§ **Task details**
Continue the text below about teaching Holocaust history through oral histories with descendants of survivors, starting right after its last sentence.

§ **Text**
Though Engel and his fellow survivors leave behind the downtown Charleston Holocaust Memorial, local teaching initiatives, and funds for education, his presence on that park bench remains as irreplaceable for this community as his presence at the dinner table is for family. Steel and concrete cannot hold a conversation. The city’s memorial and its street named in Engel’s honor are powerless to humanize and individualize the enormity of the Holocaust for those who did not know Joe or other survivors personally. The passing of Engel, and the fact that Charleston’s remaining pair of survivors can no longer narrate their experiences, effectively ends the era of the witness in this city. A moment many Holocaust educators, historians, and community organizations have long discussed has now arrived in Charleston.

Myriad books, articles, presentations, and artistic works dealing with the “era of the witness” and the coming age of “post-memory” are testaments to proactive work to envision teaching and research in the absence of survivors and witnesses to the Holocaust.[2] These preparations include initiatives to record survivor histories, to take in their artifacts, and extensive work on technologies that will allow future generations to keep asking survivors questions about their experiences of Nazi genocide for years to come.[3] Despite all of these endeavors, however, the emotional toll inflicted by the passing of witnesses can only be dealt with once it arrives. As in so many other regards, working with descendants as storytellers of family Holocaust history is one way to deal with the transition to a new era and the leadership of succeeding generations. Descendant involvement in memory work not only seems to help them with the passing of loved ones, in many ways it is also the best path forward for educators seeking to humanize and individualize Holocaust history in their classrooms.

Descendant oral histories offer the voices and means to understand the impact of our transition to the post-memory landscape as just one of their many potential lessons. Furthermore, I find that the inclusion of descendants in Holocaust teaching motivates students to learn this history in ways that are not possible in the standard interface of professor and student. In a course called “Holocaust Legacies and Oral History,” students receive brief basic instruction in Holocaust history, training as oral history interviewers, assistance building a rapport and sustained conversation with a descendant of survivors, as well as help conducting their own recorded and permanently archived interview. The following pages describe the goals, course design, materials used, and outcomes of this class.

Existing scholarship and prior oral history projects conducted by others provide a solid basis for this course. Henry Greenspan’s article, “The Humanities of Contingency: Interviewing and Teaching Beyond ‘Testimony’ with Holocaust Survivors” details parts of his long career in teaching and interviewing Holocaust survivors.[4] Greenspan notes that he has consistently sought to get beyond one sided “testimony”—a term he is not entirely comfortable with—and humanize the stories of witnesses, or make them real and interactive. He seeks to create methods of teaching that can turn a survivor monologue into a conversation, or a process of what he calls “learning together” with the interview.[5] As Greenspan notes in his article, many of his interviewees have now passed on. As such, he has used his existing recordings of survivors in his most recent teaching. The Holocaust Legacies and Oral History course described here offers a different path and a turn to new voices with whom students can still “learn together” today.

In this class, learning takes place on both sides of the interview as all involved come away with a greater understanding of the legacies of persecution and genocide and a greater appreciation if the lasting importance of Holocaust history. The interviews students create further preserve this knowledge for interested researchers. While these recordings do create what most scholars will call a testimony, students and their interviewee also go “beyond,” as Greenspan suggests, through the learning process outlined in this article. Conversations between student and interviewee are sustained, initially quite informal, driven by what the class decides it wants to know, and motivated by peers and relationships built between interviewer and interviewee.

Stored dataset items
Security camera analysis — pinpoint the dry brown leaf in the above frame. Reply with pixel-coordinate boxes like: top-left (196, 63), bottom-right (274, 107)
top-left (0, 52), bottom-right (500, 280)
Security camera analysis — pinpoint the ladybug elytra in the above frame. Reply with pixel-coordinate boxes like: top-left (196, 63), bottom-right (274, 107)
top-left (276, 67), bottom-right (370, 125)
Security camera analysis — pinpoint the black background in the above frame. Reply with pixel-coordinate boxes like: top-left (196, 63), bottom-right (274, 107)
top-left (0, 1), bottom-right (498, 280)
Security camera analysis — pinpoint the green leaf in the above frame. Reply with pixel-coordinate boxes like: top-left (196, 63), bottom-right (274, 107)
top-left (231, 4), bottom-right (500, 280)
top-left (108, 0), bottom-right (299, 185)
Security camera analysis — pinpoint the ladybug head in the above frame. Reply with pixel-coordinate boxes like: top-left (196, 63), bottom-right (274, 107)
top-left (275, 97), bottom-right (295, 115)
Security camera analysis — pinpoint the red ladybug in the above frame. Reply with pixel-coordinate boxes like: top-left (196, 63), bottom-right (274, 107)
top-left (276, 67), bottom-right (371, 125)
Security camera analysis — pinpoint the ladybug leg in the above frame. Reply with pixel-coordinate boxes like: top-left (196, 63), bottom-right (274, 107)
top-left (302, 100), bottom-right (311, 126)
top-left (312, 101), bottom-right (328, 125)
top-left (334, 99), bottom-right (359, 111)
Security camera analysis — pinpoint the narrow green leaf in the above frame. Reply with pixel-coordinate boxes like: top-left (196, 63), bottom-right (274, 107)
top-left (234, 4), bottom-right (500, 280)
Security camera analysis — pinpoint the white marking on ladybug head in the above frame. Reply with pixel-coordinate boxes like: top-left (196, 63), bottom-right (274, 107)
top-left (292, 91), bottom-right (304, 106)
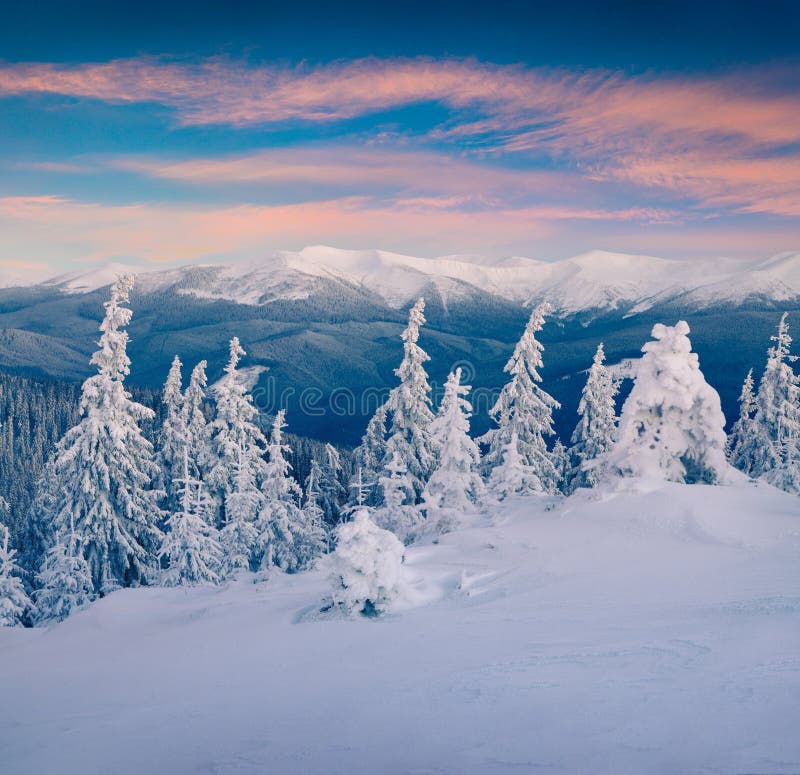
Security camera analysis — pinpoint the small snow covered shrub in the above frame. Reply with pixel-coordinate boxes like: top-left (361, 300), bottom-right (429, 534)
top-left (330, 508), bottom-right (403, 616)
top-left (607, 320), bottom-right (728, 484)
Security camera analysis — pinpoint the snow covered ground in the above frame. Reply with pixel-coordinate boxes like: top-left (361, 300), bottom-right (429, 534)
top-left (0, 485), bottom-right (800, 775)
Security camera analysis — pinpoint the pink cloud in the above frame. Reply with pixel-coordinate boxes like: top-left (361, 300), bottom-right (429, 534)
top-left (0, 58), bottom-right (800, 217)
top-left (0, 196), bottom-right (680, 262)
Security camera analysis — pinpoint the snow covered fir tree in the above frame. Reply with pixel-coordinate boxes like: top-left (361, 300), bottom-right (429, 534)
top-left (564, 342), bottom-right (617, 493)
top-left (422, 368), bottom-right (484, 531)
top-left (35, 276), bottom-right (161, 615)
top-left (605, 320), bottom-right (728, 484)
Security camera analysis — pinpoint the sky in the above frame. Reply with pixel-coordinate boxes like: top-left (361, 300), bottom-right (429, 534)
top-left (0, 0), bottom-right (800, 273)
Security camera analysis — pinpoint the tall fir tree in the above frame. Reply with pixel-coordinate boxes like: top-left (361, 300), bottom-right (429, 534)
top-left (481, 305), bottom-right (560, 493)
top-left (208, 337), bottom-right (267, 532)
top-left (219, 448), bottom-right (264, 576)
top-left (487, 430), bottom-right (545, 501)
top-left (727, 369), bottom-right (756, 474)
top-left (258, 410), bottom-right (326, 573)
top-left (383, 299), bottom-right (435, 502)
top-left (318, 444), bottom-right (347, 525)
top-left (34, 275), bottom-right (160, 595)
top-left (739, 312), bottom-right (800, 492)
top-left (550, 439), bottom-right (570, 493)
top-left (183, 361), bottom-right (214, 484)
top-left (423, 369), bottom-right (484, 531)
top-left (376, 452), bottom-right (424, 544)
top-left (158, 444), bottom-right (222, 587)
top-left (604, 320), bottom-right (728, 484)
top-left (0, 524), bottom-right (33, 627)
top-left (564, 342), bottom-right (617, 494)
top-left (35, 530), bottom-right (96, 623)
top-left (350, 404), bottom-right (388, 506)
top-left (156, 355), bottom-right (187, 512)
top-left (303, 459), bottom-right (333, 551)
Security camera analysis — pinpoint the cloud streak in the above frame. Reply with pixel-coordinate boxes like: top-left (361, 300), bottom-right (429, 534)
top-left (0, 58), bottom-right (800, 216)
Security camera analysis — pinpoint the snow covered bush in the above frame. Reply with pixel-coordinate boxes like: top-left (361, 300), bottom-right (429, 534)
top-left (330, 508), bottom-right (403, 616)
top-left (606, 320), bottom-right (728, 483)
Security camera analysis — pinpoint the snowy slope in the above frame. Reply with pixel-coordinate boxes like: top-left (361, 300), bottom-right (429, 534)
top-left (0, 485), bottom-right (800, 775)
top-left (21, 246), bottom-right (800, 314)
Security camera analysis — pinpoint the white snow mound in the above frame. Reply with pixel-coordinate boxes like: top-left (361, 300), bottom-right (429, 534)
top-left (0, 484), bottom-right (800, 775)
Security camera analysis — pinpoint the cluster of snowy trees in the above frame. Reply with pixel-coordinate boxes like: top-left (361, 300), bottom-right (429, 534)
top-left (0, 276), bottom-right (341, 623)
top-left (0, 276), bottom-right (800, 624)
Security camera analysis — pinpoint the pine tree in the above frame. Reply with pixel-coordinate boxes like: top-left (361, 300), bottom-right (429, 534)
top-left (258, 410), bottom-right (326, 573)
top-left (727, 369), bottom-right (756, 474)
top-left (183, 361), bottom-right (214, 484)
top-left (383, 299), bottom-right (435, 502)
top-left (607, 320), bottom-right (728, 483)
top-left (481, 305), bottom-right (560, 493)
top-left (36, 276), bottom-right (160, 595)
top-left (156, 355), bottom-right (187, 512)
top-left (372, 452), bottom-right (424, 545)
top-left (739, 312), bottom-right (800, 492)
top-left (564, 342), bottom-right (617, 494)
top-left (317, 444), bottom-right (346, 525)
top-left (423, 369), bottom-right (484, 531)
top-left (0, 525), bottom-right (33, 627)
top-left (159, 444), bottom-right (222, 587)
top-left (350, 404), bottom-right (387, 506)
top-left (330, 507), bottom-right (403, 616)
top-left (219, 448), bottom-right (264, 576)
top-left (550, 439), bottom-right (569, 493)
top-left (303, 459), bottom-right (333, 551)
top-left (35, 526), bottom-right (96, 623)
top-left (487, 430), bottom-right (545, 501)
top-left (208, 337), bottom-right (267, 536)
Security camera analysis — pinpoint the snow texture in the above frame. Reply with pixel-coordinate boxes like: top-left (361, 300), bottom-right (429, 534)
top-left (0, 483), bottom-right (800, 775)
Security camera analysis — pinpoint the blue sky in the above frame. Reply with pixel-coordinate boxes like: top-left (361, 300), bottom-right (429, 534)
top-left (0, 0), bottom-right (800, 271)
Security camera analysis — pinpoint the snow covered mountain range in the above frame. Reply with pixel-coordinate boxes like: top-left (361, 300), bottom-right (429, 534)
top-left (31, 246), bottom-right (800, 315)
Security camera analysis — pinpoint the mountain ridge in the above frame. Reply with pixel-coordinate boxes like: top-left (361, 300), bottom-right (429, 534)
top-left (7, 245), bottom-right (800, 316)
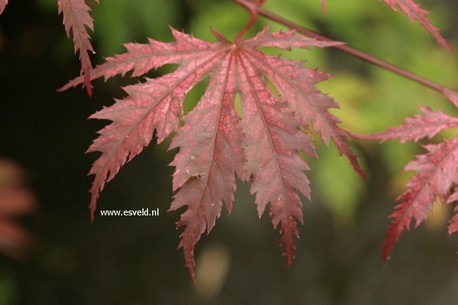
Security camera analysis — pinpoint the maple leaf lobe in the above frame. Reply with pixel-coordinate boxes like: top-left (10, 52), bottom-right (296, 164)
top-left (63, 28), bottom-right (359, 277)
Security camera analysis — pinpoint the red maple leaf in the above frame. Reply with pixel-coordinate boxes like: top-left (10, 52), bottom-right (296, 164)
top-left (58, 0), bottom-right (99, 95)
top-left (370, 100), bottom-right (458, 260)
top-left (385, 0), bottom-right (452, 52)
top-left (0, 0), bottom-right (8, 14)
top-left (62, 28), bottom-right (363, 275)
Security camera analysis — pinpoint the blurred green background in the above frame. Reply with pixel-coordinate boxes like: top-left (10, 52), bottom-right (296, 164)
top-left (0, 0), bottom-right (458, 305)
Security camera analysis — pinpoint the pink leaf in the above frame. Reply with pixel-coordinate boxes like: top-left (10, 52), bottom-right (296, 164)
top-left (57, 0), bottom-right (99, 95)
top-left (370, 106), bottom-right (458, 143)
top-left (62, 29), bottom-right (360, 277)
top-left (448, 206), bottom-right (458, 234)
top-left (385, 0), bottom-right (452, 52)
top-left (0, 0), bottom-right (8, 15)
top-left (382, 137), bottom-right (458, 259)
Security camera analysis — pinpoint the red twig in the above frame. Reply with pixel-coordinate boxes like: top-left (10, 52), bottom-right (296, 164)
top-left (233, 0), bottom-right (450, 94)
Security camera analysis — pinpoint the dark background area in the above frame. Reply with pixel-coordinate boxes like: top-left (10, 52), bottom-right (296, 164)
top-left (0, 0), bottom-right (458, 305)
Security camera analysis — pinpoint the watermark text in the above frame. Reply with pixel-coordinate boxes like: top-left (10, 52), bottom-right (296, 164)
top-left (100, 208), bottom-right (159, 217)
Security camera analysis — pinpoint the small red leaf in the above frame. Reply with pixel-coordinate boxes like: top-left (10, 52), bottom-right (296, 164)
top-left (382, 137), bottom-right (458, 260)
top-left (57, 0), bottom-right (99, 95)
top-left (62, 28), bottom-right (362, 277)
top-left (370, 106), bottom-right (458, 143)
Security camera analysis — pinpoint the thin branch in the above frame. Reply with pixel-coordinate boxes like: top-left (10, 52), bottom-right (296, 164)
top-left (234, 0), bottom-right (453, 94)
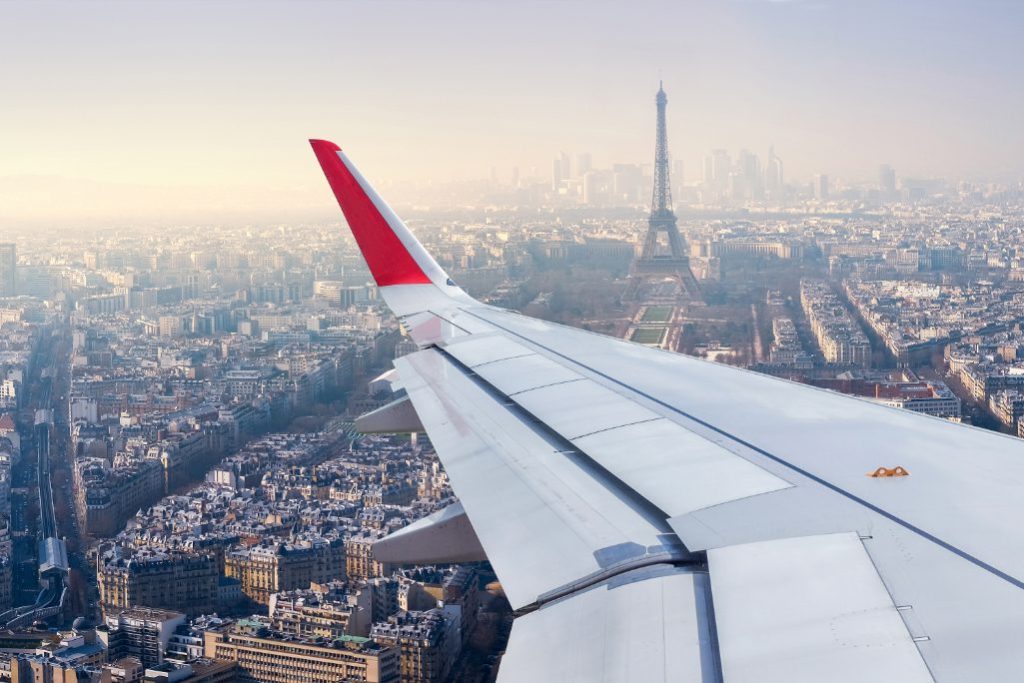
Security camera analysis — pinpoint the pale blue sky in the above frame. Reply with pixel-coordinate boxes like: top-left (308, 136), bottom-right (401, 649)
top-left (0, 0), bottom-right (1024, 223)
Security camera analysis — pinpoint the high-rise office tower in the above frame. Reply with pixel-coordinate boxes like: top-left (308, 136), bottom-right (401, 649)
top-left (879, 164), bottom-right (896, 202)
top-left (814, 173), bottom-right (828, 200)
top-left (577, 152), bottom-right (593, 178)
top-left (0, 242), bottom-right (17, 296)
top-left (765, 146), bottom-right (785, 199)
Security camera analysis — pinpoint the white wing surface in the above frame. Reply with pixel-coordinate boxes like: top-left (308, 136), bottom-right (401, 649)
top-left (312, 140), bottom-right (1024, 683)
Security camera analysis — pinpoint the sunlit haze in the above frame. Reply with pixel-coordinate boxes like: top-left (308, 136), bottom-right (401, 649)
top-left (0, 0), bottom-right (1024, 227)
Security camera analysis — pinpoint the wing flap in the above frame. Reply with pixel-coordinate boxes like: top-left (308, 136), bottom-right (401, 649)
top-left (395, 349), bottom-right (675, 607)
top-left (498, 567), bottom-right (722, 683)
top-left (708, 532), bottom-right (933, 683)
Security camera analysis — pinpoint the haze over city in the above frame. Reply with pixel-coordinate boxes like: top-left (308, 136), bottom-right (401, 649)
top-left (0, 0), bottom-right (1024, 683)
top-left (0, 0), bottom-right (1024, 225)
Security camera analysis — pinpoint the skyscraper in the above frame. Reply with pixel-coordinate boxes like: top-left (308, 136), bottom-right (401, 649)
top-left (879, 164), bottom-right (896, 202)
top-left (814, 173), bottom-right (828, 200)
top-left (577, 152), bottom-right (593, 178)
top-left (0, 242), bottom-right (17, 296)
top-left (765, 146), bottom-right (785, 199)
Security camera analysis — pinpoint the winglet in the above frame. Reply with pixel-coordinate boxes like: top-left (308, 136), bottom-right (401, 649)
top-left (309, 140), bottom-right (449, 287)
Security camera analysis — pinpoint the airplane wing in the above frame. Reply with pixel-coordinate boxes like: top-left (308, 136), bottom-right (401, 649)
top-left (312, 140), bottom-right (1024, 683)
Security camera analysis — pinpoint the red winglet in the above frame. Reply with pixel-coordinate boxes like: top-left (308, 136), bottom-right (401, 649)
top-left (309, 140), bottom-right (431, 287)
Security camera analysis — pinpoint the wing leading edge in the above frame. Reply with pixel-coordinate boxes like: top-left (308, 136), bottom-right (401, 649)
top-left (312, 141), bottom-right (1024, 681)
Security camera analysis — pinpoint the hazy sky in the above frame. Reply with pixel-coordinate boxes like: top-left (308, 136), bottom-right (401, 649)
top-left (0, 0), bottom-right (1024, 224)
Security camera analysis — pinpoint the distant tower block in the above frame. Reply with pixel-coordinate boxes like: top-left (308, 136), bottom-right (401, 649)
top-left (633, 84), bottom-right (699, 297)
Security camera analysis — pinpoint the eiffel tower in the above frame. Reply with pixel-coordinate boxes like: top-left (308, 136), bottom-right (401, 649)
top-left (633, 83), bottom-right (700, 298)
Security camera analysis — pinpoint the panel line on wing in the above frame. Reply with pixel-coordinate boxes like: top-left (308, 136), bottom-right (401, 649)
top-left (461, 308), bottom-right (1024, 590)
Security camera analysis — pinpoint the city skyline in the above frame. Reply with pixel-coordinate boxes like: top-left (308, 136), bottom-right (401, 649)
top-left (0, 0), bottom-right (1024, 227)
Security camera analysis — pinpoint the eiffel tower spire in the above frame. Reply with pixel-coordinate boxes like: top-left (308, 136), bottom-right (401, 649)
top-left (634, 83), bottom-right (698, 297)
top-left (650, 82), bottom-right (673, 216)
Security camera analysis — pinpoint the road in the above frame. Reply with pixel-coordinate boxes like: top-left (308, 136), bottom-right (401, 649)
top-left (0, 323), bottom-right (69, 628)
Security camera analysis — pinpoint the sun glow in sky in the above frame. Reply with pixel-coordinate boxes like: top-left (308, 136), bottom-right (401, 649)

§ **Final answer**
This course took as its original guide several local interviews created by Lucas Wilson.[6] Wilson conducted audio interviews with survivor descendants as part of his then-ongoing dissertation research. Building on his brief local project, I set out to design a recurring course that would center student creation of lasting, archive-quality oral history interviews while bringing our community members into the class. In this area, the course follows in the footsteps of the Montreal Life Stories project, though on a much smaller scale in comparison.[7] In that effort, Steven High and colleagues conducted hundreds of interviews with genocide and atrocity survivors in Montreal, Canada. Their work moved beyond the tried-and-true academic collection of oral histories to include community members both as interviewers and as the primary agents in dissemination of recordings.[8] In its modest way, this course also moves beyond the standard academic mold by making students the interviewers and granting to them what High calls “shared authority” in the process of question writing and interview preparation.[9] In this same vein, this course project also shares authority normally held by the professor with its community member interviewees as co-learners and co-teachers of Holocaust legacies and the importance of the inherited past.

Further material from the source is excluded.